──────── AVAILABLE RECORDS ────────
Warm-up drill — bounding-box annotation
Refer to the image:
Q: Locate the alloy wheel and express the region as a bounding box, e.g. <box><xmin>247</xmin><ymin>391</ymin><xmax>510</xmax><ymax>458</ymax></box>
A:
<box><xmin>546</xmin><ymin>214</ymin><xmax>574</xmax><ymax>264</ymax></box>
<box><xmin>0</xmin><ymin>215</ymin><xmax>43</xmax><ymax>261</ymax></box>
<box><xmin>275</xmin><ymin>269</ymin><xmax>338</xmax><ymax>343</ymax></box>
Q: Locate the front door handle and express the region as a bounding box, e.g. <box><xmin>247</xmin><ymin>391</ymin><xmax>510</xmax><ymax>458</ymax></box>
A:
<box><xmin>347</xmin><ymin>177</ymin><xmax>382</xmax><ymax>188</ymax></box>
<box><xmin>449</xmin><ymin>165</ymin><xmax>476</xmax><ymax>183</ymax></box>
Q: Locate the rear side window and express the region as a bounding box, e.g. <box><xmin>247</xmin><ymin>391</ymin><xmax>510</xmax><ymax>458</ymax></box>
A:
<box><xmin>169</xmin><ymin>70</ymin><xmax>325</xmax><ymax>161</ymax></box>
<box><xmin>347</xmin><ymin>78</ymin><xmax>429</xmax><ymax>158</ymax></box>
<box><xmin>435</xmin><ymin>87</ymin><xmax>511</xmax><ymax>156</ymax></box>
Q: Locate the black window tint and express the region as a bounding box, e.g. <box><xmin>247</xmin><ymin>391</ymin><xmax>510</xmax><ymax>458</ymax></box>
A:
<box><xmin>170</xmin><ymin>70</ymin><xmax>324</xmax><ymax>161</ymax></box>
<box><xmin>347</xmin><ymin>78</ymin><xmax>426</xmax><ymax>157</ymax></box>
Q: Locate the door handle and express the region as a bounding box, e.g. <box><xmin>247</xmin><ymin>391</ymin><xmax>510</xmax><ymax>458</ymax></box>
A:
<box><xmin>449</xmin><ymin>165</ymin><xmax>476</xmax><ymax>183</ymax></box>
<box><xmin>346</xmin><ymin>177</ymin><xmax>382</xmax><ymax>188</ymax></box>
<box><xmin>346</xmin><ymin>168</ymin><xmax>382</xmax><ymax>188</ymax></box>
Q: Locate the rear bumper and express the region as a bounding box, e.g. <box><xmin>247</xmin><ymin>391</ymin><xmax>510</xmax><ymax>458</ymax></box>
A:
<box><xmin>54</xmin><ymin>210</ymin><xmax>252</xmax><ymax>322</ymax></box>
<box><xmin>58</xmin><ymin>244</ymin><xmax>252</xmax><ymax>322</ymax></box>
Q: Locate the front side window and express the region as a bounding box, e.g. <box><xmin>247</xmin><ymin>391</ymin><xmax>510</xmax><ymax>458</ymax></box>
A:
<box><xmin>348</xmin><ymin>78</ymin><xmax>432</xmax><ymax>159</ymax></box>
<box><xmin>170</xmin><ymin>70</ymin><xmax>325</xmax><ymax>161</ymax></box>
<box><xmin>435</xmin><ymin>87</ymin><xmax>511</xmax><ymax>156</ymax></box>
────────
▸ **WHAT YOU HAVE TO DO**: Repeat, character for character, the lines of the material above from the line with "Refer to the" through the line with "Q: Locate the alloy".

▸ **WORKED SOLUTION**:
Refer to the image:
Q: Locate the alloy wheel and express the region as a bounding box, e.g. <box><xmin>247</xmin><ymin>391</ymin><xmax>510</xmax><ymax>458</ymax></box>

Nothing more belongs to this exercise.